* [What to produce]
For the data that follows, report how many lines contain the word "Label", and nothing else.

* [Listed records]
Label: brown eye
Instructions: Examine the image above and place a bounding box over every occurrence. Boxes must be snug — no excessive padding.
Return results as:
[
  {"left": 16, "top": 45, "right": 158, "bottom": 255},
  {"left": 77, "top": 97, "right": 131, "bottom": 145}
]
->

* * *

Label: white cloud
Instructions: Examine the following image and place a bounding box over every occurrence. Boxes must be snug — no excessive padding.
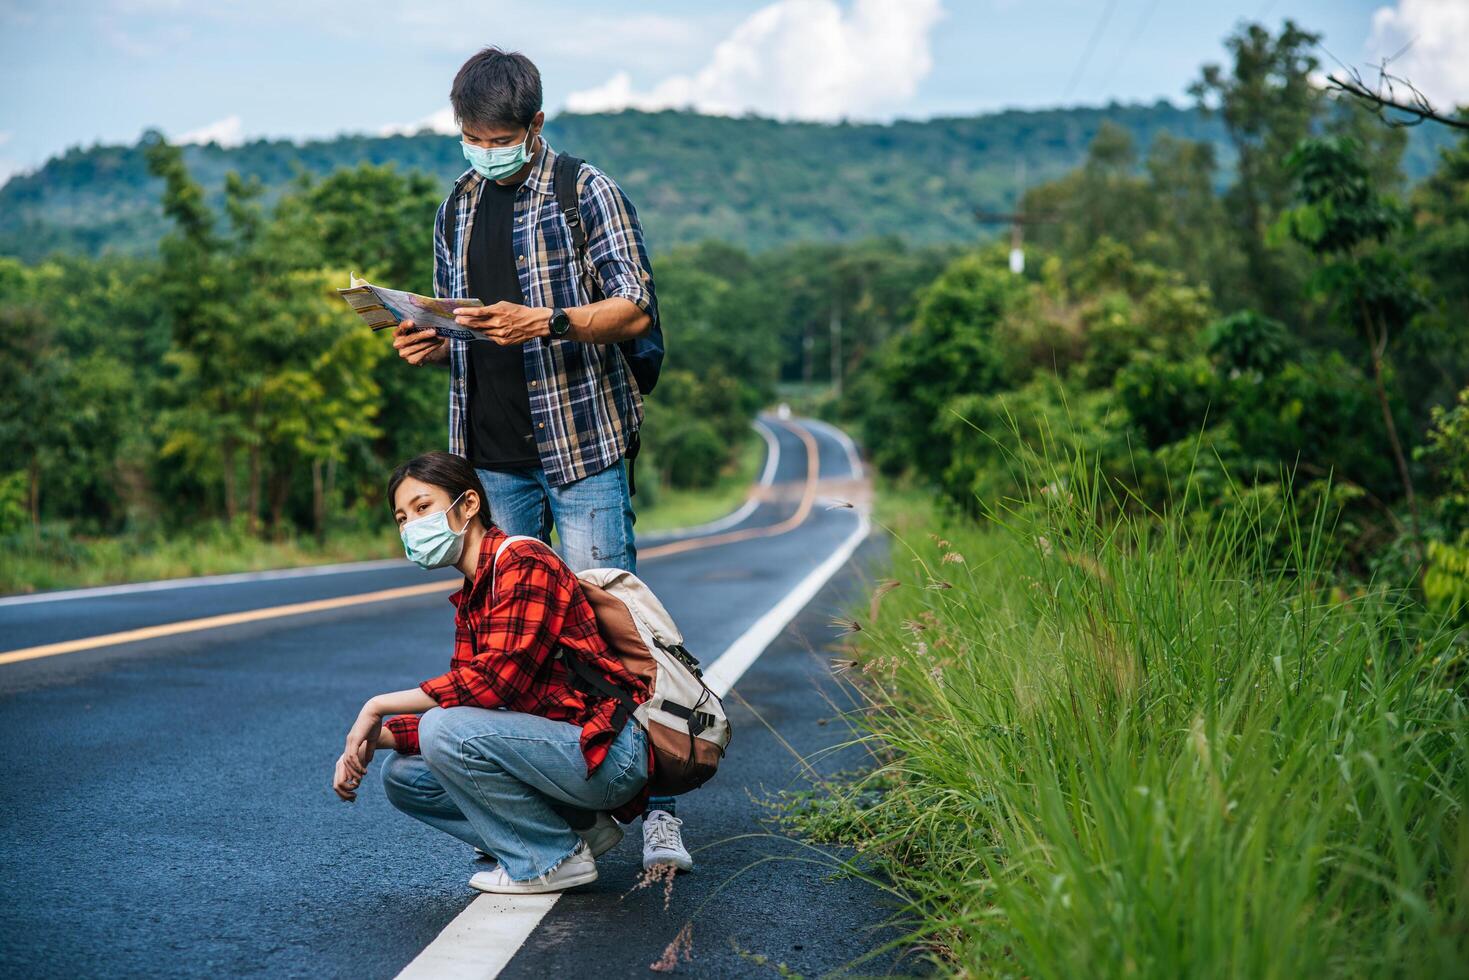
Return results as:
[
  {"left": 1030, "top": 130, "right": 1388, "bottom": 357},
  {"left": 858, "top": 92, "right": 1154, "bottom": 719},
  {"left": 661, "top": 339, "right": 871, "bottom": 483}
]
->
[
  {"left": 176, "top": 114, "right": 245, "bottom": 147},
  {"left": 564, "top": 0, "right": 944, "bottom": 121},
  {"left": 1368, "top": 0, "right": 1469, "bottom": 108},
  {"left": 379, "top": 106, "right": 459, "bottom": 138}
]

...

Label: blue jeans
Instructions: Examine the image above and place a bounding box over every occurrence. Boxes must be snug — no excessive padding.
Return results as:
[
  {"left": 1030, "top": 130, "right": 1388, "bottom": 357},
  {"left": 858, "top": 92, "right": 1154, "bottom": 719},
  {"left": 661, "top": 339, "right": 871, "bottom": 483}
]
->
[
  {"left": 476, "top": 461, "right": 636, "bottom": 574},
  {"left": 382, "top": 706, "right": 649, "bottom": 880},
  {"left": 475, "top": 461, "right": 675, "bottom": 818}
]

* [Result of the task]
3